◆ Task data:
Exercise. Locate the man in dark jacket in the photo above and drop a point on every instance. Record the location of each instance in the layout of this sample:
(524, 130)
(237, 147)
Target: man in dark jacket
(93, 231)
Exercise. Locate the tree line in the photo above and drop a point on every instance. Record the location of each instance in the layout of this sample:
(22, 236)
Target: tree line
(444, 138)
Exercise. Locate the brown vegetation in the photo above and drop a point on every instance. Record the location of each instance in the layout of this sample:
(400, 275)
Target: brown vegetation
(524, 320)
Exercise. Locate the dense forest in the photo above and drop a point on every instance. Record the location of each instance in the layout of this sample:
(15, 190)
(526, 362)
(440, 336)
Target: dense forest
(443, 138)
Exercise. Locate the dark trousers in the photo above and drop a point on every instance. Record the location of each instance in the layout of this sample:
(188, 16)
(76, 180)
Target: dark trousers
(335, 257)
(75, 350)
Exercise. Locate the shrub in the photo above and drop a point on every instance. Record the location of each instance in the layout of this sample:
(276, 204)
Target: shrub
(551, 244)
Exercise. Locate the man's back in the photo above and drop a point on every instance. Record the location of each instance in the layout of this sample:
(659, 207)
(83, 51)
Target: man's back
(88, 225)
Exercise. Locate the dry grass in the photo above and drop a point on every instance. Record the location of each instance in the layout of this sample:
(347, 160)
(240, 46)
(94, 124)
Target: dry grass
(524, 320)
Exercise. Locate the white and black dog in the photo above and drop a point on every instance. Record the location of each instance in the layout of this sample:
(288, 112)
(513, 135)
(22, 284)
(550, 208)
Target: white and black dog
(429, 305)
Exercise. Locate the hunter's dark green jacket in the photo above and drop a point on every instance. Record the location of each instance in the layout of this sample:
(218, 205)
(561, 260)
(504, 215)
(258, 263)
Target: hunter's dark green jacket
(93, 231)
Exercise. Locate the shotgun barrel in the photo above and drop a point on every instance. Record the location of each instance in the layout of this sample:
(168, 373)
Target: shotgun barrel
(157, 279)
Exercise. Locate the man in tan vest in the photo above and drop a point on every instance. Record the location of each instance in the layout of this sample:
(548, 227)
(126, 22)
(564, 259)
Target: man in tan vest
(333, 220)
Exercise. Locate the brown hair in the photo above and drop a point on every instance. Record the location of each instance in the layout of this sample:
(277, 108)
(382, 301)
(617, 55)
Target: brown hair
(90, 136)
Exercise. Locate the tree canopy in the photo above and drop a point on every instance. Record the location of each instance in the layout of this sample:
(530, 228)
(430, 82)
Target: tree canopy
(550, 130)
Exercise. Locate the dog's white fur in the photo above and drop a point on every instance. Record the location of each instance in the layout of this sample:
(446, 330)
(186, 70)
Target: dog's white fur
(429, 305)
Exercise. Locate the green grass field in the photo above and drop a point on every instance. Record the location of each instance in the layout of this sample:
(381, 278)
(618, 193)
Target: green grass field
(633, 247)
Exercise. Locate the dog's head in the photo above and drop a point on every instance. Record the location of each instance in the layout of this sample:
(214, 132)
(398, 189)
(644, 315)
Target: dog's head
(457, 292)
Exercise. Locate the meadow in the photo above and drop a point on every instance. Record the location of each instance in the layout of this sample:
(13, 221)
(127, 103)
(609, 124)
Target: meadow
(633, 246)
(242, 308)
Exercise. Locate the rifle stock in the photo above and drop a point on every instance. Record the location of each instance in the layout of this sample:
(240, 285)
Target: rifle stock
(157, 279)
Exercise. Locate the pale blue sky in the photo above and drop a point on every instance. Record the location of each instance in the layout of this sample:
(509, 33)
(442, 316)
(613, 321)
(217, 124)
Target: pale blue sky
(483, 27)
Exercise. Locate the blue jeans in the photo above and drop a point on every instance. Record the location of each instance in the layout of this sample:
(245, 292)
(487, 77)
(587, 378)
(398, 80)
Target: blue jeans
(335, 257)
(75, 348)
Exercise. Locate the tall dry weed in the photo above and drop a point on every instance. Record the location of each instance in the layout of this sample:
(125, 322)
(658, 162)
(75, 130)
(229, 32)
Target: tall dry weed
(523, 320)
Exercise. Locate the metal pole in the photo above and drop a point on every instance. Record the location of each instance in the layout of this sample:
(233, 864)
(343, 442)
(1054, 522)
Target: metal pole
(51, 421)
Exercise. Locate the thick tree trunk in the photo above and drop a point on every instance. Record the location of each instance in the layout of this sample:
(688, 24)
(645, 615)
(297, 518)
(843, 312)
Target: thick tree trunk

◆ What you have to do: Each record above is to be reproduced word for word.

◆ Exercise result:
Exercise. Locate the man in dark jacket in the photo above and drop a point on every instance. Record the location of each instance in the layout of this sample:
(524, 130)
(237, 147)
Target: man in dark jacket
(93, 231)
Exercise. Locate the tree line in the photo above and drop a point on every instance. Record the location of each instance in the layout of this sample:
(22, 236)
Target: tree line
(444, 138)
Exercise. Locate the brown vegetation in the photo above and drop a point on every instance. Record the location of each instance in the layout of this sample:
(400, 275)
Target: brown vegetation
(524, 320)
Exercise. Locate the dense forest in the photo above and drop a point on every instance. Record the location of each instance in the layout of this sample:
(15, 190)
(526, 362)
(440, 336)
Target: dense forest
(443, 138)
Exercise. Locate the dark trousers in the photo above and drop a point on every instance. Record the location of each instance in the layout of this sample:
(188, 16)
(76, 180)
Target: dark trousers
(335, 257)
(75, 350)
Exercise. Locate the shrub in the photo above and drop a point on every instance. Record the location of each instance in the layout of this sample:
(276, 204)
Target: shrub
(551, 244)
Exercise. Locate the man's back in the photo above and drop a point on every instance. Record the location of each instance in the layout of this sample:
(659, 207)
(83, 51)
Target: man's back
(88, 225)
Exercise. Locate the dry grass in the photo above and drop a point on every instance. Record the location of each instance in the layout of this sample:
(347, 160)
(240, 46)
(94, 124)
Target: dry grass
(524, 320)
Exercise. Locate the white and black dog in the photo above and drop a point on every instance. Record the location of each instance in the layout of this sample:
(288, 112)
(513, 135)
(22, 284)
(550, 208)
Target: white and black dog
(429, 305)
Exercise. Locate the hunter's dark green jacket in the photo above and drop a point on every instance. Record the location of each instance in the layout of this sample:
(218, 205)
(561, 260)
(504, 215)
(258, 263)
Target: hunter's dark green jacket
(93, 231)
Exercise. Locate the shotgun barrel in the photo above and drop a point on every instance. Record the location of each instance in the layout of this sample:
(168, 373)
Target: shotgun barrel
(157, 279)
Exercise. Locate the man in tan vest in the photo above and drop a point on every instance. Record the location of each instance in the layout of this sample:
(548, 227)
(126, 22)
(564, 259)
Target: man in tan vest
(333, 220)
Exercise. Locate the brown hair in the photo above and drop a point on every instance. Record the location of each instance in the layout of this sample:
(277, 108)
(382, 301)
(617, 55)
Target: brown hair
(90, 136)
Exercise. Locate the tree canopy in the photo above and drop a point on every instance. Record the location of each instance in the layout of this sample:
(530, 228)
(430, 82)
Target: tree canopy
(550, 130)
Exercise. Locate the dog's white fur in the photo above and drop a point on every instance. Record the location of each instance in the layout of this sample:
(446, 330)
(186, 70)
Target: dog's white fur
(429, 305)
Exercise. Locate the green grass field in the photo above and drop a point on every instance. Record the location of each instance in the layout of this sample:
(381, 278)
(618, 193)
Target: green grass field
(633, 247)
Exercise. Locate the dog's head in the photo above and drop a point on every instance. Record the location of each instance in the layout of this sample:
(214, 132)
(398, 189)
(644, 315)
Target: dog's head
(457, 292)
Exercise. Locate the meadow in the photo above and drop a point on every instance. Record the location of each instance in the layout of this sample:
(13, 221)
(127, 103)
(609, 124)
Target: meadow
(633, 246)
(242, 308)
Exercise. Locate the rifle stock in the photo above and drop a point on every instance. Record the location of each instance in the layout of this sample:
(240, 285)
Target: rifle stock
(157, 279)
Exercise. Locate the pale blue sky in the photo above and drop a point on every instance. Record the location of each instance in the layout of this sample:
(509, 33)
(442, 316)
(613, 321)
(217, 124)
Target: pale blue sky
(483, 27)
Exercise. Locate the blue jeans in the photo above and drop a point on every instance. Record the location of each instance in the layout of this sample:
(245, 292)
(487, 77)
(587, 378)
(398, 80)
Target: blue jeans
(335, 257)
(75, 348)
Exercise. Locate the tall dry weed in the photo above and drop a point on every instance. Record the location of each instance in the layout of this sample:
(125, 322)
(658, 162)
(75, 130)
(229, 32)
Target: tall dry weed
(523, 320)
Exercise. Locate the metal pole in the photo above and drop a point on every instance. Record the location of each instance in the layout of this sample:
(233, 864)
(343, 442)
(1054, 522)
Target: metal pole
(51, 421)
Exercise. Locate the thick tree trunk in the photo above and drop a point on every instance. Record the location of each instance in the layout of this sample:
(688, 24)
(645, 615)
(297, 518)
(843, 312)
Target: thick tree trunk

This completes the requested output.